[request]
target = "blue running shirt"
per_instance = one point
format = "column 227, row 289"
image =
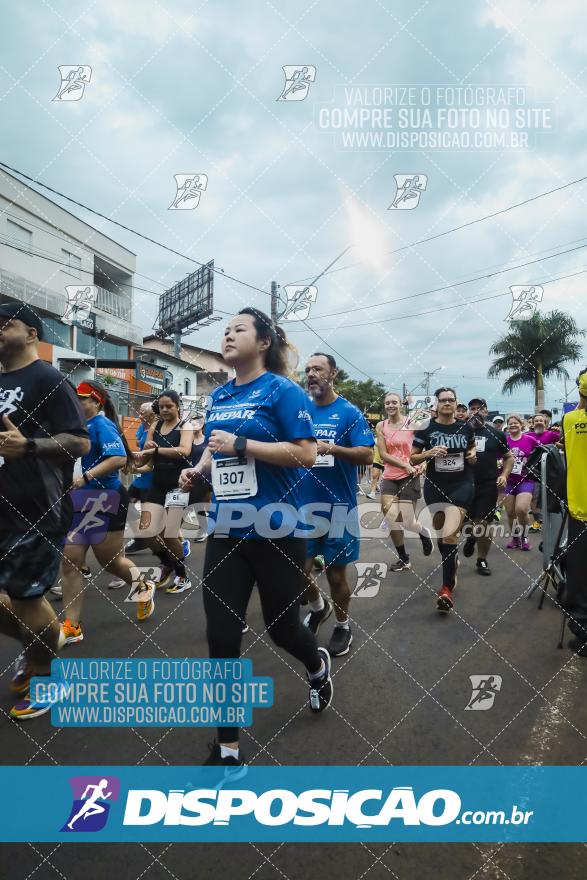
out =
column 333, row 480
column 270, row 409
column 106, row 441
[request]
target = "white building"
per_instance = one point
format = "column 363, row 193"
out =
column 43, row 249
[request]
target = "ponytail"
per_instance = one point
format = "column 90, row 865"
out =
column 281, row 357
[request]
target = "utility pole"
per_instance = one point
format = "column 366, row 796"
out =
column 427, row 374
column 177, row 341
column 274, row 289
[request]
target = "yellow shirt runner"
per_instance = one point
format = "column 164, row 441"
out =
column 575, row 438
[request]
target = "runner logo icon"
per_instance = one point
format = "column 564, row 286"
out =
column 369, row 577
column 92, row 796
column 484, row 690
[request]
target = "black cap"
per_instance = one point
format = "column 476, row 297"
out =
column 23, row 313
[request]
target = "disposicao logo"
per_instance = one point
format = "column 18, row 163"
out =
column 92, row 796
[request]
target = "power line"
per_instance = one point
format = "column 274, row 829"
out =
column 42, row 256
column 406, row 247
column 130, row 229
column 440, row 308
column 450, row 286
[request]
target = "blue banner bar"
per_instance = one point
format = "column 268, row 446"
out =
column 298, row 804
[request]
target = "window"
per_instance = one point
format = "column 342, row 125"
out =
column 105, row 349
column 20, row 234
column 72, row 262
column 55, row 332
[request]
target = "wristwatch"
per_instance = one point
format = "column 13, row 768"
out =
column 240, row 445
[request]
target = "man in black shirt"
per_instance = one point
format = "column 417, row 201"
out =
column 42, row 433
column 448, row 448
column 491, row 445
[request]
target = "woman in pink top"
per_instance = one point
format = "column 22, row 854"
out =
column 519, row 488
column 400, row 486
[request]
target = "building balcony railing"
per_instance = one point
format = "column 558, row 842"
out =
column 114, row 303
column 115, row 320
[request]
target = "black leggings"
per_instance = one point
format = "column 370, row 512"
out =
column 231, row 568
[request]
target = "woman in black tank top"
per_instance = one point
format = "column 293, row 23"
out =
column 168, row 448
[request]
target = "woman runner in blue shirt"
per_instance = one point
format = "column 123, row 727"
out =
column 259, row 435
column 102, row 505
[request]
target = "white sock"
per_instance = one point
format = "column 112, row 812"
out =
column 313, row 676
column 225, row 752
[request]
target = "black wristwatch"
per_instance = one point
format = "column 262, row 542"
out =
column 240, row 445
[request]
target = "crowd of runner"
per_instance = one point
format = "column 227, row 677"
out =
column 275, row 464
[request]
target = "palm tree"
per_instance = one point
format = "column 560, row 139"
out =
column 535, row 350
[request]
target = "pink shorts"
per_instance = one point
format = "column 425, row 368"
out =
column 517, row 488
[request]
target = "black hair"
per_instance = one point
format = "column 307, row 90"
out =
column 171, row 394
column 445, row 388
column 110, row 411
column 329, row 358
column 276, row 360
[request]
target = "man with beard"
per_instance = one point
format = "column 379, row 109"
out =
column 344, row 441
column 491, row 445
column 42, row 433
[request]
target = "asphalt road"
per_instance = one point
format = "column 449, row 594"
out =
column 400, row 698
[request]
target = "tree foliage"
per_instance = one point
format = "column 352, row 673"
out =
column 536, row 350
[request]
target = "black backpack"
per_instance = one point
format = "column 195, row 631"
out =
column 556, row 482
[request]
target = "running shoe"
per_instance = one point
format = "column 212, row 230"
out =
column 401, row 565
column 578, row 645
column 179, row 585
column 320, row 693
column 315, row 619
column 469, row 546
column 340, row 641
column 166, row 579
column 427, row 545
column 72, row 632
column 137, row 545
column 22, row 675
column 145, row 609
column 444, row 602
column 116, row 584
column 27, row 708
column 234, row 768
column 483, row 568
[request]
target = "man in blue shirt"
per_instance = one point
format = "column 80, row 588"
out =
column 142, row 483
column 344, row 442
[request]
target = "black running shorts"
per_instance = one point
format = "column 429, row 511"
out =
column 30, row 563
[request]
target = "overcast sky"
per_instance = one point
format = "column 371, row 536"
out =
column 182, row 87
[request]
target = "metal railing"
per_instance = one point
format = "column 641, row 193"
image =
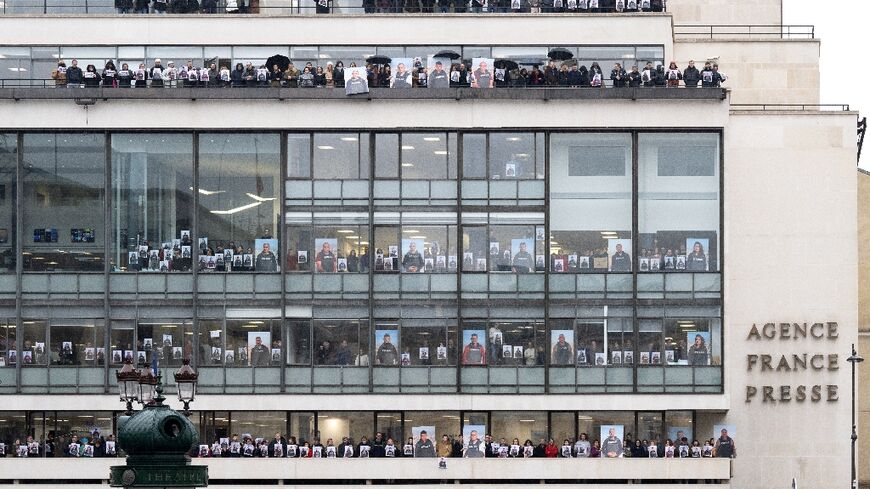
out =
column 763, row 31
column 792, row 107
column 289, row 7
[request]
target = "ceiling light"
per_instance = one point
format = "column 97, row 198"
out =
column 258, row 198
column 208, row 192
column 238, row 209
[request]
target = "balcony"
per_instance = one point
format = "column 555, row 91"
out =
column 87, row 473
column 90, row 96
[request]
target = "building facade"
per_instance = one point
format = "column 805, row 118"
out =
column 531, row 263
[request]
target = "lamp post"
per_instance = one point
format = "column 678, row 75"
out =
column 185, row 383
column 854, row 359
column 128, row 385
column 156, row 438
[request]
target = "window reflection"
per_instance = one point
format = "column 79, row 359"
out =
column 238, row 199
column 63, row 201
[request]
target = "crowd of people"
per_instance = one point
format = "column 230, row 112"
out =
column 88, row 445
column 568, row 74
column 393, row 6
column 382, row 446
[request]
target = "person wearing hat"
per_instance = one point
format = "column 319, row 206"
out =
column 439, row 78
column 156, row 74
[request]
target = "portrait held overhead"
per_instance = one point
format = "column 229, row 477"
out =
column 396, row 236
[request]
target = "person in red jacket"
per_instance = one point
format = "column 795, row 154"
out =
column 552, row 451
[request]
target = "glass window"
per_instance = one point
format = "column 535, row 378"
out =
column 239, row 185
column 473, row 349
column 121, row 342
column 514, row 248
column 301, row 426
column 64, row 185
column 152, row 200
column 341, row 156
column 474, row 155
column 475, row 248
column 259, row 424
column 430, row 341
column 387, row 257
column 592, row 421
column 512, row 156
column 525, row 425
column 680, row 424
column 678, row 201
column 75, row 342
column 445, row 423
column 387, row 155
column 298, row 156
column 390, row 424
column 298, row 340
column 13, row 425
column 211, row 342
column 428, row 249
column 478, row 421
column 7, row 341
column 428, row 156
column 340, row 249
column 337, row 425
column 562, row 426
column 692, row 341
column 649, row 342
column 590, row 203
column 650, row 426
column 516, row 343
column 80, row 424
column 253, row 343
column 33, row 334
column 607, row 339
column 341, row 343
column 388, row 345
column 8, row 179
column 170, row 340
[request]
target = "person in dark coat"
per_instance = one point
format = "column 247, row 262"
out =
column 634, row 79
column 156, row 74
column 618, row 76
column 74, row 75
column 237, row 76
column 124, row 6
column 691, row 75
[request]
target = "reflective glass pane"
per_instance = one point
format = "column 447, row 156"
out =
column 64, row 192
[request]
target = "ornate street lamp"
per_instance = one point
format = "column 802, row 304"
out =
column 156, row 439
column 147, row 386
column 128, row 384
column 185, row 382
column 854, row 359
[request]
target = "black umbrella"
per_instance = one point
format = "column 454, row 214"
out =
column 448, row 54
column 282, row 61
column 379, row 60
column 560, row 53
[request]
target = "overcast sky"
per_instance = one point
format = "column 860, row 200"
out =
column 842, row 26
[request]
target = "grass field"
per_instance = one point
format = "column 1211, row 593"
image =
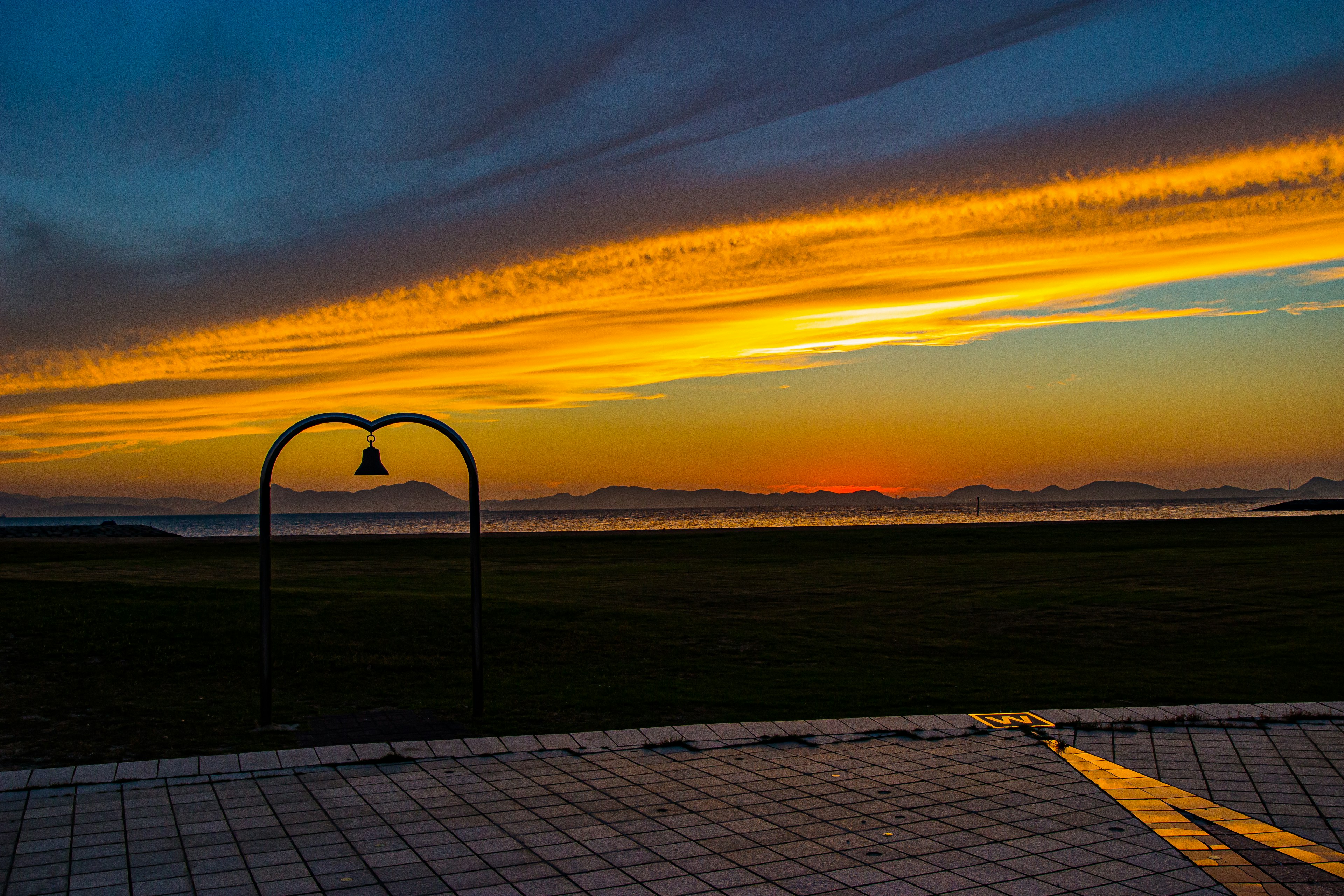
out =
column 124, row 649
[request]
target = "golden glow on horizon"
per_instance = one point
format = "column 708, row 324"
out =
column 775, row 295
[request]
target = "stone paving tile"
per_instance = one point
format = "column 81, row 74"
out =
column 987, row 813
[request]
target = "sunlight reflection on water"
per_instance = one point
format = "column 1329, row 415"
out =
column 683, row 519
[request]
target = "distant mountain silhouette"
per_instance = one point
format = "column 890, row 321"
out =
column 620, row 498
column 1111, row 491
column 385, row 499
column 421, row 496
column 84, row 506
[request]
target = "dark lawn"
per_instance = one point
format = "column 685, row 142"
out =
column 126, row 649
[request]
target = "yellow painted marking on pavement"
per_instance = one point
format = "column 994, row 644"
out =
column 1155, row 804
column 1011, row 719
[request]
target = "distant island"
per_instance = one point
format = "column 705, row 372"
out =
column 414, row 496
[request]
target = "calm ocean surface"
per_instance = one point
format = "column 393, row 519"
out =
column 680, row 519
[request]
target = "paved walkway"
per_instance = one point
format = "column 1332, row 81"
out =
column 921, row 809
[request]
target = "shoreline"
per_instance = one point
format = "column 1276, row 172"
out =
column 651, row 532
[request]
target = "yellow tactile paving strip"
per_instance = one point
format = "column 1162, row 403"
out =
column 1156, row 805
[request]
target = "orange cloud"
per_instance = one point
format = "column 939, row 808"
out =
column 772, row 295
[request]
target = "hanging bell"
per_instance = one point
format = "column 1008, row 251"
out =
column 373, row 464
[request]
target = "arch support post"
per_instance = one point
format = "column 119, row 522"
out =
column 475, row 522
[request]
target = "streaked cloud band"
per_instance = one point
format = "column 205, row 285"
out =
column 768, row 295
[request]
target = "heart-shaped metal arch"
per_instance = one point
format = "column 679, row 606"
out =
column 475, row 515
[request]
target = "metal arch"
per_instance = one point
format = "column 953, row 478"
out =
column 475, row 514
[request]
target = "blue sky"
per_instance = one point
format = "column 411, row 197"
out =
column 158, row 155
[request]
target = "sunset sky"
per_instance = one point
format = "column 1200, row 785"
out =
column 757, row 246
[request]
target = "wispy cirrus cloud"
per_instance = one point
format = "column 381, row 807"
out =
column 769, row 295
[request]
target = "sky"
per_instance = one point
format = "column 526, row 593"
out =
column 765, row 246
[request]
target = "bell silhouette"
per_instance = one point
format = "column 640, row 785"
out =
column 373, row 463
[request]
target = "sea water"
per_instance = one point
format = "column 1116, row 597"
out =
column 683, row 519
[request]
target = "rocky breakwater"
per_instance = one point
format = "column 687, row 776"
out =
column 107, row 530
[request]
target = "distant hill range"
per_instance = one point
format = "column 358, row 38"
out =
column 421, row 496
column 1109, row 491
column 386, row 499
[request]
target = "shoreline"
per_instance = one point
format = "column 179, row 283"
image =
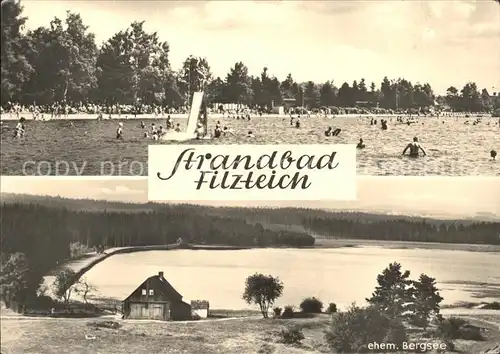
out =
column 84, row 116
column 86, row 262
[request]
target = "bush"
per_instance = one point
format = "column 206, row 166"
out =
column 458, row 328
column 311, row 305
column 277, row 311
column 332, row 308
column 353, row 330
column 105, row 324
column 492, row 306
column 291, row 335
column 287, row 312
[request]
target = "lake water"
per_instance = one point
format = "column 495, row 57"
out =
column 454, row 148
column 340, row 275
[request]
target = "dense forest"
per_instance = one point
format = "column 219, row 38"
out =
column 61, row 62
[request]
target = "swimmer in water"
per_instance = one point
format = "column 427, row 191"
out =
column 119, row 131
column 414, row 148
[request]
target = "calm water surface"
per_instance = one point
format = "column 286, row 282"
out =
column 453, row 148
column 333, row 275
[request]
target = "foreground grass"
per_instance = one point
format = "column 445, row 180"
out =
column 239, row 335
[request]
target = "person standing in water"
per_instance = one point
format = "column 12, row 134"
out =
column 20, row 128
column 414, row 148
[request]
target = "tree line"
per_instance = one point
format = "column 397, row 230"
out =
column 62, row 63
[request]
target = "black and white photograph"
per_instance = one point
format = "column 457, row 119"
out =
column 86, row 85
column 90, row 266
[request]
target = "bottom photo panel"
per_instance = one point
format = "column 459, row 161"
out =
column 90, row 266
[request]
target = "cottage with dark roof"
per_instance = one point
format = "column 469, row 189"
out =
column 156, row 299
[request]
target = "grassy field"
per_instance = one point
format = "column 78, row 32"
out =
column 232, row 335
column 90, row 147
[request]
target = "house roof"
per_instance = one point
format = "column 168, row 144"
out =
column 161, row 284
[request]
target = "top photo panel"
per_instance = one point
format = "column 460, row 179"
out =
column 87, row 86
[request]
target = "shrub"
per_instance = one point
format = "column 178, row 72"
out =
column 287, row 312
column 311, row 305
column 353, row 330
column 332, row 308
column 291, row 335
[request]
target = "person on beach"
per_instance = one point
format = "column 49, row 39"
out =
column 414, row 148
column 199, row 131
column 170, row 122
column 332, row 132
column 119, row 131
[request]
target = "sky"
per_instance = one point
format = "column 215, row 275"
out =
column 441, row 42
column 440, row 197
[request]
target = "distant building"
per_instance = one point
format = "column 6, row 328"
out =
column 156, row 299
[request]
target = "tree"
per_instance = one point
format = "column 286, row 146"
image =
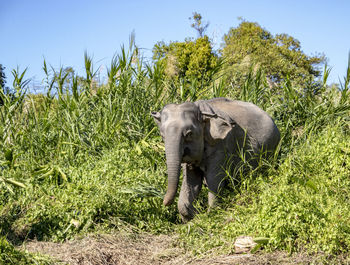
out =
column 2, row 83
column 187, row 60
column 2, row 77
column 198, row 24
column 280, row 56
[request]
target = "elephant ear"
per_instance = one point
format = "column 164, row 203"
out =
column 156, row 117
column 217, row 124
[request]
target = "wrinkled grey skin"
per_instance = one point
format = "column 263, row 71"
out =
column 202, row 136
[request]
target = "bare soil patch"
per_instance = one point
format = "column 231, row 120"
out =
column 150, row 249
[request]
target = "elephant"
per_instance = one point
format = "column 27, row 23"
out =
column 202, row 136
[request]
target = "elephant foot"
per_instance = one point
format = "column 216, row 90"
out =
column 187, row 212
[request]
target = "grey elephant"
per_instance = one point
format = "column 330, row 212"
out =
column 203, row 136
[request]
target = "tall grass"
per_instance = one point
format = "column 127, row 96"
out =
column 87, row 157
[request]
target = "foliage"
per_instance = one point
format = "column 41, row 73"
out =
column 198, row 24
column 188, row 60
column 81, row 159
column 279, row 56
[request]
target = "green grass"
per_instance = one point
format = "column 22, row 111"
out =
column 86, row 158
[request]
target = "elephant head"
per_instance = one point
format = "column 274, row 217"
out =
column 186, row 128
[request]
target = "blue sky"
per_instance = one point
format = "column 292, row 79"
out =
column 60, row 31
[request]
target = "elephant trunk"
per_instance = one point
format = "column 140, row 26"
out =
column 173, row 153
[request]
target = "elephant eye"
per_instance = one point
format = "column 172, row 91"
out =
column 188, row 135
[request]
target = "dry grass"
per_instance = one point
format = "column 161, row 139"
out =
column 150, row 249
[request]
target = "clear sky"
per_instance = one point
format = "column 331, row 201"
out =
column 60, row 31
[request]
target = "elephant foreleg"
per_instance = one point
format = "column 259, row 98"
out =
column 191, row 186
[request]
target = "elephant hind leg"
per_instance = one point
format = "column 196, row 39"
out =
column 214, row 178
column 191, row 186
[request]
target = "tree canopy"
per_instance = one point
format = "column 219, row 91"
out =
column 191, row 59
column 279, row 56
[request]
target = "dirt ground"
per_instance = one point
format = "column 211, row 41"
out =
column 150, row 249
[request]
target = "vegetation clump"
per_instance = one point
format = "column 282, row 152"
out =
column 85, row 158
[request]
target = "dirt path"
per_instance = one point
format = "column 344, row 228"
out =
column 149, row 249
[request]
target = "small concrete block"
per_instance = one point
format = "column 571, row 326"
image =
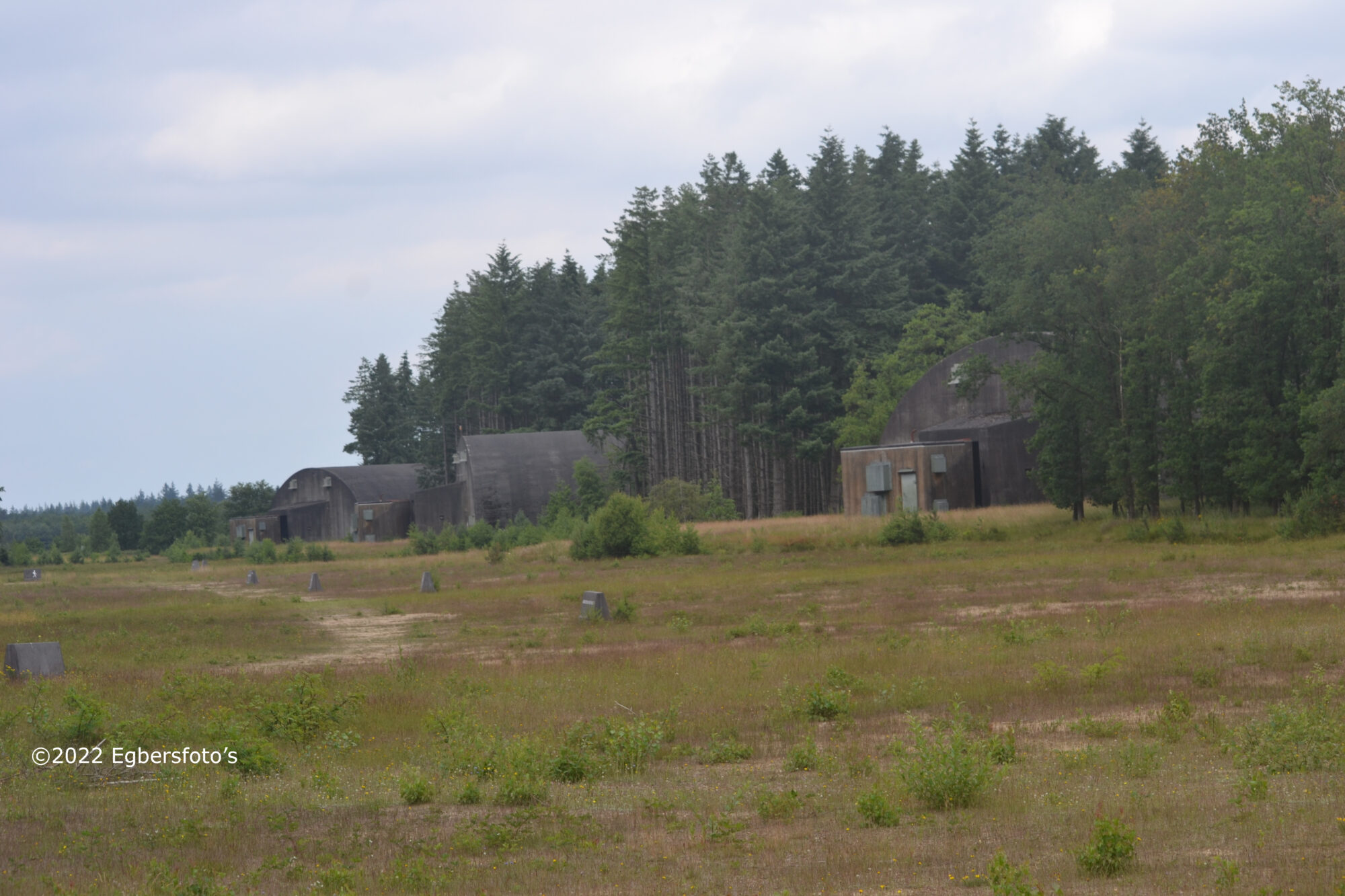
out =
-*-
> _EXERCISE_:
Lay out the listing above as a numbered list, from its first line through the line containing "column 55, row 332", both ends included. Skip any blank lines and leave the pictures out.

> _SOLUTION BELOW_:
1. [request]
2. target = "blue running shirt"
3. per_instance = one point
4. format = "column 227, row 289"
5. image =
6. out =
7. column 333, row 480
8. column 270, row 409
9. column 106, row 441
10. [request]
11. target = "white building"
12. per_instance = one point
13. format = "column 363, row 193"
14. out =
15. column 43, row 249
16. [request]
17. target = "ponytail"
18. per_instance = one point
19. format = "column 90, row 865"
20. out =
21. column 281, row 357
22. [request]
23. target = "utility pole"
24. per_instance = one point
25. format = "column 366, row 796"
26. out =
27. column 427, row 374
28. column 177, row 341
29. column 274, row 289
30. [request]
31. target = "yellow shirt runner"
32. per_instance = one point
33. format = "column 164, row 441"
34. out =
35. column 575, row 438
36. [request]
37. target = "runner logo icon"
38. per_instance = one point
39. format = "column 564, row 286"
40. out =
41. column 369, row 577
42. column 92, row 796
43. column 484, row 690
44. [request]
45. target = "black cap"
46. per_instance = one point
47. format = "column 476, row 297"
48. out =
49. column 23, row 313
50. [request]
51. target = "disposicao logo"
52. per_instance = one point
53. format = "column 18, row 163"
54. out =
55. column 92, row 796
56. [request]
57. target = "power line"
58. per_instance = one point
59. format = "column 274, row 829"
60. out =
61. column 42, row 256
62. column 406, row 247
63. column 130, row 229
64. column 440, row 308
65. column 450, row 286
66. [request]
67. target = "blue banner bar"
68. per_instance = one point
69. format = "column 268, row 446"
70. out =
71. column 298, row 804
72. [request]
73. target = "window"
74. per_instance = one point
75. format = "column 342, row 125"
76. out =
77. column 105, row 349
78. column 20, row 234
79. column 72, row 262
80. column 55, row 332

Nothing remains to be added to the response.